Convert each line of the records below into a Markdown table with two columns, Row and Line, numbering the rows and leaving out any blank lines.
------ TASK DATA ------
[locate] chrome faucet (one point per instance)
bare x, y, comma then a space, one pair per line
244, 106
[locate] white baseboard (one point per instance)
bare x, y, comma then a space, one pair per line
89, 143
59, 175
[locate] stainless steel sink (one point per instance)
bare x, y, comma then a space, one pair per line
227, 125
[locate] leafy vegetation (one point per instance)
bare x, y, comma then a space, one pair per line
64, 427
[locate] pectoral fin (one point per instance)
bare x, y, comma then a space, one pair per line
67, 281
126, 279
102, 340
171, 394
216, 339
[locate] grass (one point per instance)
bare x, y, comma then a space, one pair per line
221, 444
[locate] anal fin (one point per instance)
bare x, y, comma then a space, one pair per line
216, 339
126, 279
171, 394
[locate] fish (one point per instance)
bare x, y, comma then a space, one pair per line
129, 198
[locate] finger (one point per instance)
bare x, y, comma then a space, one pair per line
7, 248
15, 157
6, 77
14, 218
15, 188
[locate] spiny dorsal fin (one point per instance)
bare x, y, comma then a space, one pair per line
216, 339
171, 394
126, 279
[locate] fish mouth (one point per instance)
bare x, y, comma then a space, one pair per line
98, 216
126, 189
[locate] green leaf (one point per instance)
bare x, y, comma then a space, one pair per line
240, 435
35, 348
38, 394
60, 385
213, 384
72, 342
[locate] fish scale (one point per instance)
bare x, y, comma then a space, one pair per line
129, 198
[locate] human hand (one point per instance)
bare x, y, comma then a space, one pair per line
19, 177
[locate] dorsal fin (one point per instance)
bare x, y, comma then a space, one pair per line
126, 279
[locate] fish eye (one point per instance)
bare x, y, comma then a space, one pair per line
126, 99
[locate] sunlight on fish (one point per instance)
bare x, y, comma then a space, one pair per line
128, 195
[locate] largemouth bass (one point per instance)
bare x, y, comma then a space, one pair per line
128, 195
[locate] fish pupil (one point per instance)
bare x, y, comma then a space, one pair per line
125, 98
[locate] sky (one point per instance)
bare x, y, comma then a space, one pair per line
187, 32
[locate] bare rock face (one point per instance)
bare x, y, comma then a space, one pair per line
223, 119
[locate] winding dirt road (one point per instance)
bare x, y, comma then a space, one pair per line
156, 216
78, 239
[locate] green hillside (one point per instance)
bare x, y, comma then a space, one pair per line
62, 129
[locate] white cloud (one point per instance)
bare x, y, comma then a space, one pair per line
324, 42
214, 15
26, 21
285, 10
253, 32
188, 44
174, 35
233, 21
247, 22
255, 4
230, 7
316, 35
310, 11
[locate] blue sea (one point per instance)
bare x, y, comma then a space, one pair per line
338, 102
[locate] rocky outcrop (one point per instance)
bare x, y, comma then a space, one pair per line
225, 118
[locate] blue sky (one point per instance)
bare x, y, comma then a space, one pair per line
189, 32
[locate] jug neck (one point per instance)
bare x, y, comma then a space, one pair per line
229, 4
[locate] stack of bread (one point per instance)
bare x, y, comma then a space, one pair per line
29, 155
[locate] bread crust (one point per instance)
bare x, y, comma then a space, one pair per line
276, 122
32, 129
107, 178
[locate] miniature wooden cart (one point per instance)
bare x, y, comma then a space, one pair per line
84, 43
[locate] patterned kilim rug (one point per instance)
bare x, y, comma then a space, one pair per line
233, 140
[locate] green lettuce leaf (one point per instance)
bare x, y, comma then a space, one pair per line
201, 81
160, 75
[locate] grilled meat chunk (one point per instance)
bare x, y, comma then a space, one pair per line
------
### SOLUTION FOR THIS PROBLEM
| Row | Line |
|---|---|
| 1 | [locate] chrome faucet (one point per instance) |
| 2 | bare x, y, comma then a space, one pair per line |
| 3 | 244, 106 |
| 4 | [locate] white baseboard (one point per instance) |
| 5 | bare x, y, comma then a space, one pair per line |
| 6 | 89, 143 |
| 7 | 59, 175 |
| 8 | [locate] stainless steel sink (one point per instance) |
| 9 | bare x, y, comma then a space, one pair per line |
| 10 | 227, 125 |
| 11 | [locate] leafy vegetation (one point per instance) |
| 12 | bare x, y, comma then a space, one pair per line |
| 13 | 64, 427 |
| 14 | [locate] pectoral fin (one point per instance) |
| 15 | bare x, y, comma then a space, one pair per line |
| 16 | 67, 281 |
| 17 | 126, 279 |
| 18 | 102, 340 |
| 19 | 171, 394 |
| 20 | 216, 339 |
| 21 | [locate] grass (one point per instance) |
| 22 | bare x, y, comma then a space, one pair per line |
| 23 | 221, 444 |
| 24 | [locate] anal fin (one point per instance) |
| 25 | bare x, y, comma then a space, one pair per line |
| 26 | 216, 339 |
| 27 | 126, 279 |
| 28 | 171, 394 |
| 29 | [locate] fish (one point per instance) |
| 30 | bare x, y, comma then a space, one pair per line |
| 31 | 129, 198 |
| 32 | [locate] finger (one point per instance) |
| 33 | bare x, y, comma then a space, one pair per line |
| 34 | 7, 248 |
| 35 | 15, 157 |
| 36 | 6, 77 |
| 37 | 14, 218 |
| 38 | 15, 188 |
| 39 | [locate] spiny dorsal fin (one point per instance) |
| 40 | bare x, y, comma then a space, one pair per line |
| 41 | 216, 339 |
| 42 | 171, 394 |
| 43 | 126, 279 |
| 44 | [locate] fish mouth (one point per instance) |
| 45 | bare x, y, comma then a space, one pair per line |
| 46 | 98, 216 |
| 47 | 126, 189 |
| 48 | [locate] green leaf (one point per instance) |
| 49 | bare x, y, comma then a space, one pair per line |
| 50 | 240, 435 |
| 51 | 35, 348 |
| 52 | 38, 394 |
| 53 | 60, 385 |
| 54 | 213, 384 |
| 55 | 72, 342 |
| 56 | [locate] fish scale (one point per instance) |
| 57 | bare x, y, comma then a space, one pair per line |
| 58 | 129, 198 |
| 59 | [locate] human hand (one point per instance) |
| 60 | bare x, y, comma then a space, one pair per line |
| 61 | 19, 177 |
| 62 | [locate] dorsal fin (one point per instance) |
| 63 | bare x, y, comma then a space, one pair per line |
| 64 | 126, 279 |
| 65 | [locate] fish eye (one point per instance) |
| 66 | bare x, y, comma then a space, one pair per line |
| 67 | 126, 99 |
| 68 | [locate] sunlight on fish (one point per instance) |
| 69 | bare x, y, comma then a space, one pair per line |
| 70 | 128, 195 |
| 71 | [locate] largemouth bass (one point per instance) |
| 72 | bare x, y, comma then a space, one pair per line |
| 73 | 128, 195 |
| 74 | [locate] fish pupil (one point per instance) |
| 75 | bare x, y, comma then a space, one pair per line |
| 76 | 125, 98 |
| 77 | [locate] sky (one point per instance) |
| 78 | bare x, y, comma then a space, one pair per line |
| 79 | 187, 32 |
| 80 | [locate] bare rock face (one point per instance) |
| 81 | bare x, y, comma then a space, one pair per line |
| 82 | 223, 119 |
| 83 | [locate] winding dirt road (one point per instance) |
| 84 | bare x, y, comma then a space, one pair per line |
| 85 | 156, 216 |
| 86 | 78, 239 |
| 87 | [locate] green hillside (one point per instance) |
| 88 | bare x, y, comma then a space, one pair per line |
| 89 | 62, 129 |
| 90 | [locate] white cloud (one point per instance) |
| 91 | bare x, y, comma then a space, one pair per line |
| 92 | 324, 42 |
| 93 | 214, 15 |
| 94 | 26, 21 |
| 95 | 285, 10 |
| 96 | 253, 32 |
| 97 | 188, 44 |
| 98 | 174, 35 |
| 99 | 233, 21 |
| 100 | 247, 22 |
| 101 | 255, 4 |
| 102 | 230, 7 |
| 103 | 316, 35 |
| 104 | 310, 11 |
| 105 | [locate] blue sea (one point per instance) |
| 106 | bare x, y, comma then a space, one pair per line |
| 107 | 338, 102 |
| 108 | [locate] rocky outcrop (one point per instance) |
| 109 | bare x, y, comma then a space, one pair per line |
| 110 | 225, 118 |
| 111 | [locate] blue sky (one point per instance) |
| 112 | bare x, y, comma then a space, one pair per line |
| 113 | 189, 32 |
| 114 | [locate] jug neck (one point per instance) |
| 115 | bare x, y, comma then a space, one pair per line |
| 116 | 229, 4 |
| 117 | [locate] stack of bread (one point per instance) |
| 118 | bare x, y, comma then a space, one pair per line |
| 119 | 29, 155 |
| 120 | [locate] bread crust (one point per instance) |
| 121 | bare x, y, comma then a space, one pair per line |
| 122 | 276, 122 |
| 123 | 32, 129 |
| 124 | 107, 178 |
| 125 | [locate] miniature wooden cart (one point per instance) |
| 126 | bare x, y, comma then a space, one pair per line |
| 127 | 84, 43 |
| 128 | [locate] patterned kilim rug (one point per instance) |
| 129 | bare x, y, comma then a space, one pair per line |
| 130 | 233, 140 |
| 131 | [locate] green lettuce leaf (one point per instance) |
| 132 | bare x, y, comma then a space, one pair per line |
| 133 | 201, 81 |
| 134 | 160, 75 |
| 135 | [locate] grilled meat chunk (one point per instance) |
| 136 | bare x, y, comma then a space, one pair per line |